***** Provided text

Hazard Analysis and Risk Assessment
ISO 26262 mandates rigorous Hazard Analysis and Risk Assessment (HARA) processes for EV-specific systems like battery management. This systematic approach identifies potential hazards and assesses their risks, guiding implementation of necessary safety measures. Safety goals are defined based on risk assessment results, with verification and validation processes confirming achievement of these goals.
Requirements Traceability and Configuration Control
Functional safety requires that all safety requirements remain traceable throughout the vehicle’s entire lifecycle, from concept through decommissioning. Configuration control ensures that changes to any safety-related component are properly documented, assessed for impact on other systems, and validated before implementation. This formal process prevents unintended consequences from engineering changes.
Practical Design Trade-offs
The choice of EE architecture involves several important trade-offs. Fully centralized architectures offer maximum software flexibility and cost optimization but present challenges with real-time control loop latencies and single-point-of-failure risks if communication links fail. Distributed approaches maintain some application software in zone or domain controllers, requiring more complex integration but offering better fault isolation. Most modern EVs adopt hybrid approaches tailored to their specific requirements, with safety-critical functions utilizing domain controllers or zonal controllers with robust redundancy, while compute-intensive functions like autonomous driving utilize dedicated central computing platforms.
Software Architecture Frameworks
Modern EE architectures rely on standardized software frameworks such as AUTOSAR (AUTomotive Open System ARchitecture) to ensure interoperability, safety, and modularity. AUTOSAR Classic supports traditional distributed ECU systems, while AUTOSAR Adaptive enables sophisticated centralized and zonal architectures. These frameworks facilitate safety certification according to ISO 26262 requirements and support scalable, modular system development.
Summary
Effective EE architecture design for modern EVs requires careful balance among multiple competing demands: maximizing computational capability while minimizing latency, implementing robust redundancy while controlling cost and complexity, centralizing software control while maintaining safety margins, and enabling rapid feature development through OTA updates while preserving system integrity. Contemporary best practices favor hybrid zonal architectures that consolidate related functions within physical vehicle zones while maintaining dedicated central computing for ADAS and autonomous driving functions, supporting high-speed Ethernet communication, and implementing multi-layered functional safety strategies compliant with ISO 26262 requirements. This approach enables the scalability, flexibility, and safety necessary for next-generation electric and autonomous vehicles.

**********
***** Data provided

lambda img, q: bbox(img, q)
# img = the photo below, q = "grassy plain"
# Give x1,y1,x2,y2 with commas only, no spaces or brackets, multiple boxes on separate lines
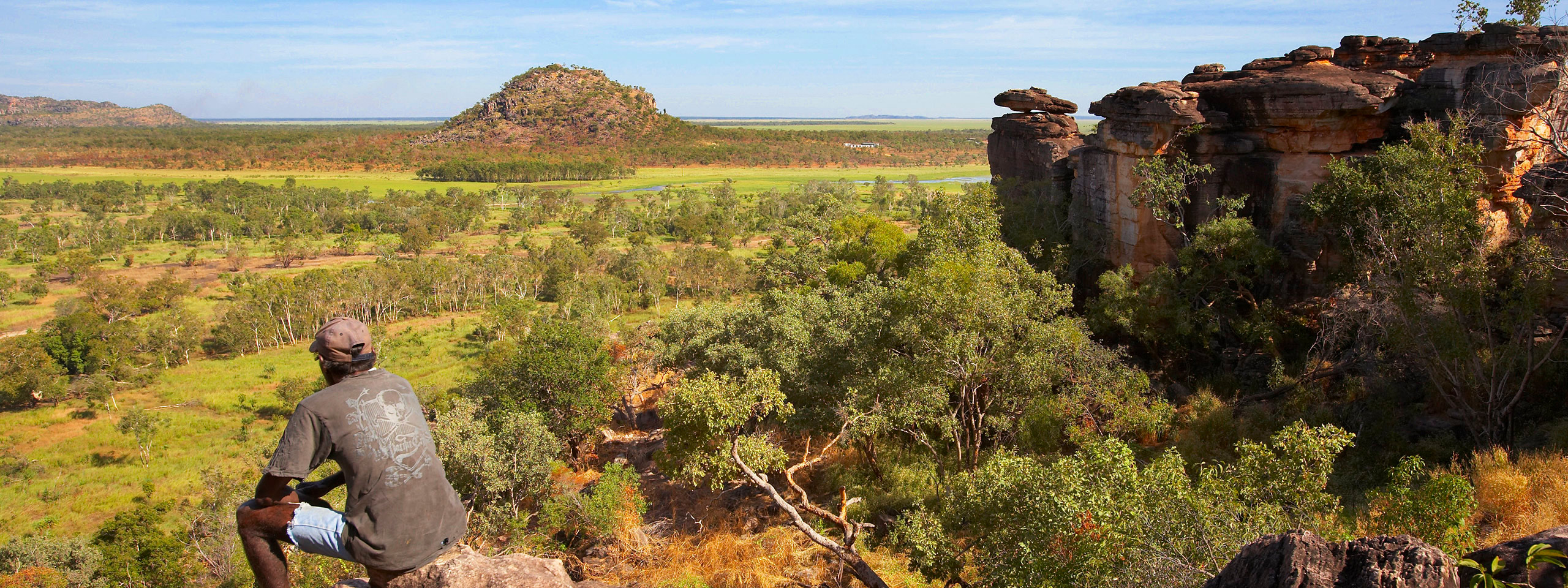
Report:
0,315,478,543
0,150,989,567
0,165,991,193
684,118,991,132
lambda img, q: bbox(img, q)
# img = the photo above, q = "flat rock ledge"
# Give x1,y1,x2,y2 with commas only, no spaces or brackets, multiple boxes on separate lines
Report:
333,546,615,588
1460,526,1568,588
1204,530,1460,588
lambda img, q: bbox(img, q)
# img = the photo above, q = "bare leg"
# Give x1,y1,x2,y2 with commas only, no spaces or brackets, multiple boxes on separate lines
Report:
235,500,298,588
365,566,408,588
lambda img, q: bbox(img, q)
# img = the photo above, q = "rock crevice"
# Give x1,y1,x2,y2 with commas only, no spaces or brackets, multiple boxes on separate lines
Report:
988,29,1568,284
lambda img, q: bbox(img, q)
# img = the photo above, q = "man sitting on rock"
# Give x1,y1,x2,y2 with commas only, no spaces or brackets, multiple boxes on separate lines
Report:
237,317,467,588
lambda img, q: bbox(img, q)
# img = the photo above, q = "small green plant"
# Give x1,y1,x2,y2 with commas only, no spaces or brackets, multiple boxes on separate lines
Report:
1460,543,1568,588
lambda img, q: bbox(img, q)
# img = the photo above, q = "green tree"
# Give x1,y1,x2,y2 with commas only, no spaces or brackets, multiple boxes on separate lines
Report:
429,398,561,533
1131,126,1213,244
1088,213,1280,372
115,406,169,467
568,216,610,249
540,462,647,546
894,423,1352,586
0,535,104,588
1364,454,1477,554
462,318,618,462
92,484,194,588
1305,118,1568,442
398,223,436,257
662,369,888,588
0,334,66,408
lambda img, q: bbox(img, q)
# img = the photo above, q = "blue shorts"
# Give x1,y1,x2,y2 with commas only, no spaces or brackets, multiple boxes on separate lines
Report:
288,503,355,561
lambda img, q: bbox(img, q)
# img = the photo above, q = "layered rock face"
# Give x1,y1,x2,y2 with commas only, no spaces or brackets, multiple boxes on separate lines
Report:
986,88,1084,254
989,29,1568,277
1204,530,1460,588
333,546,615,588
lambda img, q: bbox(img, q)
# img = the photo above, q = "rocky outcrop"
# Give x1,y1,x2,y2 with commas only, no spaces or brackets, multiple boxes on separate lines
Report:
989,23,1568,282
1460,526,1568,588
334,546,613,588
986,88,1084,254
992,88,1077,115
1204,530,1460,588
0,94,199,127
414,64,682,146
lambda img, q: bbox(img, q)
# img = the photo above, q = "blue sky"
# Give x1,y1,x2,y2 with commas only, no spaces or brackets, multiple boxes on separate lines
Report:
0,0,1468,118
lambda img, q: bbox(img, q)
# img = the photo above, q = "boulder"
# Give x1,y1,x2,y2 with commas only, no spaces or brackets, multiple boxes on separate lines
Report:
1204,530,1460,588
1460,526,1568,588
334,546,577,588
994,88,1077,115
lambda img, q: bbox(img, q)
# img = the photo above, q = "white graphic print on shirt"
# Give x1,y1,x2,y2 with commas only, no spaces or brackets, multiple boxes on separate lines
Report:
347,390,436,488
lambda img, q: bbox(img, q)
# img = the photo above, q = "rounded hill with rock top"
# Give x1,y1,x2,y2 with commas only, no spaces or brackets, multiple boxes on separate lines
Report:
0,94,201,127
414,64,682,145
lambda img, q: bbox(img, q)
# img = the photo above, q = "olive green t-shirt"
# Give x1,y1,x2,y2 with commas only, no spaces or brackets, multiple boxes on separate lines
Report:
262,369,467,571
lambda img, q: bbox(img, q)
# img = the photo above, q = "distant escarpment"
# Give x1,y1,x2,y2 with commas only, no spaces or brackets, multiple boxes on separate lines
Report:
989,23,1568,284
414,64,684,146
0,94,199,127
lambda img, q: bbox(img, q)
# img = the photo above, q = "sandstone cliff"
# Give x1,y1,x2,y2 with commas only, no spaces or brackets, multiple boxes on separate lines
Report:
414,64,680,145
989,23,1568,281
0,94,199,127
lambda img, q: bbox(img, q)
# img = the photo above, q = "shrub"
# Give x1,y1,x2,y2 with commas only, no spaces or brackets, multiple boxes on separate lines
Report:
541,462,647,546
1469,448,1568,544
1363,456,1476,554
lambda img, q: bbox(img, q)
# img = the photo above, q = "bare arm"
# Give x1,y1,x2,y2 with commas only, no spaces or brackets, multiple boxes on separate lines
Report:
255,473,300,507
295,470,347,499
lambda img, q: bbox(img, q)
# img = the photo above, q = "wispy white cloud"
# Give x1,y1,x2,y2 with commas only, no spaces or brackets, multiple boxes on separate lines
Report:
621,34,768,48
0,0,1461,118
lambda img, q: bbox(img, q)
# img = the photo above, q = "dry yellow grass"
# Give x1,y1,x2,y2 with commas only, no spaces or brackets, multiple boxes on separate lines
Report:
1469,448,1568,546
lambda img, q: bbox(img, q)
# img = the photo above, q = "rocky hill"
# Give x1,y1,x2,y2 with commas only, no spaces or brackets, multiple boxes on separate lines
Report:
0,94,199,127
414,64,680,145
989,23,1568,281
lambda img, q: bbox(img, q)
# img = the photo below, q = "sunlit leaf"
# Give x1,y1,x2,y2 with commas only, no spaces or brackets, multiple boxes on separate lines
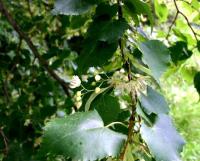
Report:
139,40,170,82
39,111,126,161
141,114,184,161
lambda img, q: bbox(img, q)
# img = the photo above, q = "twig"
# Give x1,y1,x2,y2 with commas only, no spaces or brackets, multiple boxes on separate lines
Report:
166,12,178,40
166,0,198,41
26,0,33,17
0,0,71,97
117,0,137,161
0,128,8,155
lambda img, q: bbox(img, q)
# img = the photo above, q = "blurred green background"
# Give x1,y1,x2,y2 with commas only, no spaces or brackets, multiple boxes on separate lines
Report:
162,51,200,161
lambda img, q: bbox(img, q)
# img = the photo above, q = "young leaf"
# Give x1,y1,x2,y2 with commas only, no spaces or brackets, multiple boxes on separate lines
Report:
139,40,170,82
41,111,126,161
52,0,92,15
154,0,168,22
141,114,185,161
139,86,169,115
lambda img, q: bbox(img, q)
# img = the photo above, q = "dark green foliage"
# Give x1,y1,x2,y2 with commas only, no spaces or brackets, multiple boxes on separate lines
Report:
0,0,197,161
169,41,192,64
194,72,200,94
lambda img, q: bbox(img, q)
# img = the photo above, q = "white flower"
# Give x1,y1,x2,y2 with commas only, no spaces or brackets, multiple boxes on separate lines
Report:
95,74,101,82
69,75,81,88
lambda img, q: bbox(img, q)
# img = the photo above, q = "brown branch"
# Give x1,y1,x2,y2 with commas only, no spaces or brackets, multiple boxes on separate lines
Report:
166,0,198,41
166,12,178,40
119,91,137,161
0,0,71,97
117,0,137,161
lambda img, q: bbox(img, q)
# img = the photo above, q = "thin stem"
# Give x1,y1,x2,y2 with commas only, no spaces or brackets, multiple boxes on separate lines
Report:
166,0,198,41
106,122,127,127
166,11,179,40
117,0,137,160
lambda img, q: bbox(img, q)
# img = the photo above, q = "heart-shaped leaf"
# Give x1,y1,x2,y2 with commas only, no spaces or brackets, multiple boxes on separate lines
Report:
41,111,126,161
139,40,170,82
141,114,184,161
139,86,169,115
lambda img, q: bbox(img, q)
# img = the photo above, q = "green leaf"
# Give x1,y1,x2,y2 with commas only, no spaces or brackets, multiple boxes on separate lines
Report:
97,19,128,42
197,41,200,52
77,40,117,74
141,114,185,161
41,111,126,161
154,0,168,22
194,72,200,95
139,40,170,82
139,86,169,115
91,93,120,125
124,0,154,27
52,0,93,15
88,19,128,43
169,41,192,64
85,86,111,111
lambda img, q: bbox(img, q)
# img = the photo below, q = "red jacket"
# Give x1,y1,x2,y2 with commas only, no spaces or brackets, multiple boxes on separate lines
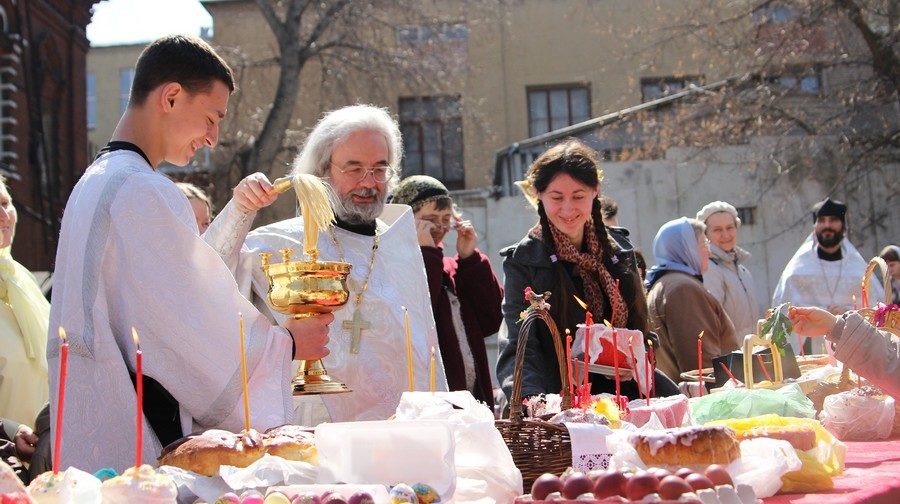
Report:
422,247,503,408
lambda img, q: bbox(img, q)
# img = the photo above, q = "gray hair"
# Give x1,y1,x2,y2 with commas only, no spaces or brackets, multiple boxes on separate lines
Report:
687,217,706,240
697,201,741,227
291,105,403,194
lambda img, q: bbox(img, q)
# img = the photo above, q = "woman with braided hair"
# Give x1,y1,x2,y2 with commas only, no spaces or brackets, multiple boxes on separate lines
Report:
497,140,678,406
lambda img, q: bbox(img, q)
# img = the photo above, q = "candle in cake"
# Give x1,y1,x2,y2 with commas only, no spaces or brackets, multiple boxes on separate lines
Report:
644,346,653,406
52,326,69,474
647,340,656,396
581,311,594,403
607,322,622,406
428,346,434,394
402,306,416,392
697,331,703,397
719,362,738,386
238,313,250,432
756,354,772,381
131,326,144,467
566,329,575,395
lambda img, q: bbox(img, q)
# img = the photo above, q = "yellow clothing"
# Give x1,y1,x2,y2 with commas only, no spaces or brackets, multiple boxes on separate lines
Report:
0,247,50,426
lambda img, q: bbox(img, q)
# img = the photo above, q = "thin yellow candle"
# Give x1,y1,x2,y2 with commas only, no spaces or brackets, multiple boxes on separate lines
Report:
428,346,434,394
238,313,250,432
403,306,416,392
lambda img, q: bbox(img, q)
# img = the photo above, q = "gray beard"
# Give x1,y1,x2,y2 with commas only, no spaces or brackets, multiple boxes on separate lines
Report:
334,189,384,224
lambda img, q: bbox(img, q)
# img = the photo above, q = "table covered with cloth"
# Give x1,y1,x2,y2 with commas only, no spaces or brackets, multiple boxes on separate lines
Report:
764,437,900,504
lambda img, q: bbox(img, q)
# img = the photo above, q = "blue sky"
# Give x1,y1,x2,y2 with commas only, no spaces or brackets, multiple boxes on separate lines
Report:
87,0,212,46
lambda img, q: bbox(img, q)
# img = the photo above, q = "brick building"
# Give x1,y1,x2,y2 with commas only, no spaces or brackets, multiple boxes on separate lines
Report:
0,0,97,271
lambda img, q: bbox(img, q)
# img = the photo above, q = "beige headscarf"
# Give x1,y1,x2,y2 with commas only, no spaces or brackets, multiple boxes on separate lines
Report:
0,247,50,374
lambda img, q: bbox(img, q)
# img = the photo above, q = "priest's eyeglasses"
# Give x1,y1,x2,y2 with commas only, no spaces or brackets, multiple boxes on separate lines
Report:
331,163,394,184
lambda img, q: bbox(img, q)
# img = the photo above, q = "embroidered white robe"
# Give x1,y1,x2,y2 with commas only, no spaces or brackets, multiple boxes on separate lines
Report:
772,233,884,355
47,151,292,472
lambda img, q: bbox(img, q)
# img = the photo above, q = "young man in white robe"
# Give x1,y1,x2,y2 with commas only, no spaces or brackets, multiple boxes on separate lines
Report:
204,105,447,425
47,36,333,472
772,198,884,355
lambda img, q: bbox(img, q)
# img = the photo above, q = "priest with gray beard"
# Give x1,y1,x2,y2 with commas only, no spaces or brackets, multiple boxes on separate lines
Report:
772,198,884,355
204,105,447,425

**********

*Short task 1*
Reproduce the EV architecture text word for word, from "Practical Design Trade-offs" to "central computing platforms.".
*Short task 2*
For each statement, answer yes or no on whether it agrees with the EV architecture text, and quote the words from the text that decide it. (a) ISO 26262 requires hazard analysis and risk assessment for systems such as battery management. (b) AUTOSAR Classic is the framework that enables centralized and zonal architectures. (c) Distributed approaches offer better fault isolation.
The data was drawn from a different source than the text.

*Problem solution 1*
Practical Design Trade-offs
The choice of EE architecture involves several important trade-offs. Fully centralized architectures offer maximum software flexibility and cost optimization but present challenges with real-time control loop latencies and single-point-of-failure risks if communication links fail. Distributed approaches maintain some application software in zone or domain controllers, requiring more complex integration but offering better fault isolation. Most modern EVs adopt hybrid approaches tailored to their specific requirements, with safety-critical functions utilizing domain controllers or zonal controllers with robust redundancy, while compute-intensive functions like autonomous driving utilize dedicated central computing platforms.

*Problem solution 2*
(a) Yes: "ISO 26262 mandates rigorous Hazard Analysis and Risk Assessment (HARA) processes for EV-specific systems like battery management."
(b) No: "AUTOSAR Classic supports traditional distributed ECU systems, while AUTOSAR Adaptive enables sophisticated centralized and zonal architectures."
(c) Yes: "Distributed approaches maintain some application software in zone or domain controllers, requiring more complex integration but offering better fault isolation."